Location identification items
○ ○ ○

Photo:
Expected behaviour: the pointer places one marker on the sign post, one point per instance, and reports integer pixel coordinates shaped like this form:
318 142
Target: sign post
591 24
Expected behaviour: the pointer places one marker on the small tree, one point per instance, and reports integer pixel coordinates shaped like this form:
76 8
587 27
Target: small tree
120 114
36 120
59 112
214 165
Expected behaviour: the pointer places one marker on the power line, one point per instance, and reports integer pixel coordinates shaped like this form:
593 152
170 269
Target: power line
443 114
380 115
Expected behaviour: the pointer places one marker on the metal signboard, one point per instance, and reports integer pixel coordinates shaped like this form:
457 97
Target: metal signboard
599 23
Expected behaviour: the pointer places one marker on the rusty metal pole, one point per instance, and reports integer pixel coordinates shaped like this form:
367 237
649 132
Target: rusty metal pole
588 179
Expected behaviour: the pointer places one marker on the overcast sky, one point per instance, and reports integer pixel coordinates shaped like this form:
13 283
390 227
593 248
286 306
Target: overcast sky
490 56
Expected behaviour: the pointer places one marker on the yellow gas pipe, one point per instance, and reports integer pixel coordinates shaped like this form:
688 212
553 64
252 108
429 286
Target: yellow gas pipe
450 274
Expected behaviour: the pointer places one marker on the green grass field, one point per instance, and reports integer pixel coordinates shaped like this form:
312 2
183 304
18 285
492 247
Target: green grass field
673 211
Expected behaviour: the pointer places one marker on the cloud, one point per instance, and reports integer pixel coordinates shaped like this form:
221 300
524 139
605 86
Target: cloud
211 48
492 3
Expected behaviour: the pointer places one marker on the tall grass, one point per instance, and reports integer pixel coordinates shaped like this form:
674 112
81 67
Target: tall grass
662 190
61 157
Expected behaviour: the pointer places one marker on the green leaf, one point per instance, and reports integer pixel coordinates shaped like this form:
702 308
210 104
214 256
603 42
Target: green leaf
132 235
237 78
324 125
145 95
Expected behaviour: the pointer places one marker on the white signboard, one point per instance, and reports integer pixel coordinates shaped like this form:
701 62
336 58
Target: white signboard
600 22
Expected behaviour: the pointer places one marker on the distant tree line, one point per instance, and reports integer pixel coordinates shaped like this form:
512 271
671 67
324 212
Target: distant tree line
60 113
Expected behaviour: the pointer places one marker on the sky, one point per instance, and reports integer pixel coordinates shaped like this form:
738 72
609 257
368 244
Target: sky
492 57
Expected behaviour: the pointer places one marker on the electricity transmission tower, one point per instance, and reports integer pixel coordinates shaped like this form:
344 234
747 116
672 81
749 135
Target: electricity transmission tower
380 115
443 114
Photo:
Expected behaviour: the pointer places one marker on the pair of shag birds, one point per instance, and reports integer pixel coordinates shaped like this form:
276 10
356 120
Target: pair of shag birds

○ ○ ○

§ SHORT PROBLEM
In the listing above, find the line with "the sky, one" and set down that line and all after it exactly, through the final line.

§ THE REPLY
Expected behaviour: the pointer places one marker on the sky, one point per instance, and reports integer pixel coordinates shaped like this form:
738 72
609 257
368 244
Target: sky
492 57
Expected behaviour: the pointer places one marker on the electricity transmission tower, one point per instance, and reports integer pixel coordinates shaped like this form:
344 234
747 116
672 81
749 135
Target: electricity transmission tower
380 115
443 114
Photo:
Expected behaviour: the pointer places one marker on the pair of shag birds, one point per instance, and reports integer pixel coordinates shaped like this form:
276 10
356 120
Target: pair of shag birds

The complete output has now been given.